Exercise — Find every line in the material below that contains the string "jeans", and copy each of those lines.

━━━ Exercise input

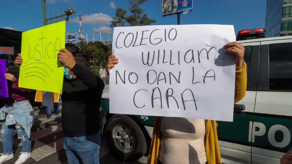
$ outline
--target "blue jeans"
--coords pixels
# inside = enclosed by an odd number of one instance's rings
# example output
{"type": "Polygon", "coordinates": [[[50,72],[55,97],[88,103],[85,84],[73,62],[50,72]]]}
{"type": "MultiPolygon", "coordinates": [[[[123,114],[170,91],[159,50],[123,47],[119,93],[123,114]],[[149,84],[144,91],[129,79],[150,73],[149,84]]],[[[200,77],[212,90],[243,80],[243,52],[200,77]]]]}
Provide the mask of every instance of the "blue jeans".
{"type": "Polygon", "coordinates": [[[64,150],[69,164],[99,164],[100,131],[90,135],[64,136],[64,150]]]}
{"type": "MultiPolygon", "coordinates": [[[[47,110],[47,114],[52,114],[52,110],[46,107],[46,110],[47,110]]],[[[60,108],[59,107],[59,103],[54,103],[54,110],[55,111],[60,110],[60,108]]]]}
{"type": "Polygon", "coordinates": [[[31,141],[24,131],[24,129],[16,123],[16,125],[5,125],[6,121],[2,123],[1,130],[1,138],[3,145],[3,154],[11,154],[13,152],[13,133],[16,128],[18,139],[21,140],[22,143],[22,152],[29,152],[31,150],[31,141]]]}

━━━━━━

Exercise solution —
--target "blue jeans"
Provide the mask of every instance of the "blue jeans".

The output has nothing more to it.